- Excerpt provided
((
Sam Raimi has a long list of movies he never got to make

Aux Features Sam Raimi
Sam Raimi has a long list of movies he never got to make
Photo: Ethan Miller

We explore some of Wikipedia’s oddities in our 6,244,127-week series, Wiki Wormhole.

This week’s entry: Sam Raimi’s Unrealized Projects

What it’s about: Sam Raimi has been directing movies for 40 years, from 1977’s It’s Murder! to cult-classic The Evil Dead to 1998’s emotionally wrenching thriller A Simple Plan, to his 2000s series of Spider-Man movies. But Raimi has also spent the last 40 years not directing movies, as while every director has projects that fail to pan out, Raimi has nearly 50 films that died in the planning stages.
))
- Provided material
((
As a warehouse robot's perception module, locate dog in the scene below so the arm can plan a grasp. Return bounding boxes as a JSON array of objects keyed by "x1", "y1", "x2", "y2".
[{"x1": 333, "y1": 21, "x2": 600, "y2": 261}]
))
- What is asked
(1) Answer these from the article on Sam Raimi's unrealized projects:
(a) What year does it give for It's Murder!?
(b) About how many Raimi films does it say died in the planning stages?
(c) What is the name of the series the entry belongs to?
(2) For each statement, say yes or no depending on whether the article on Sam Raimi's unrealized projects supports it. Quote the words that settle it.
(a) A Simple Plan is described as a 1998 thriller.
(b) Raimi's Spider-Man movies came out in the 1990s.
(c) The photo is credited to Ethan Miller.

- Solutions by task
(1)
(a) 1977
(b) Nearly 50
(c) Wiki Wormhole

(2)
(a) Yes: "1998’s emotionally wrenching thriller A Simple Plan"
(b) No: "his 2000s series of Spider-Man movies"
(c) Yes: "Photo: Ethan Miller"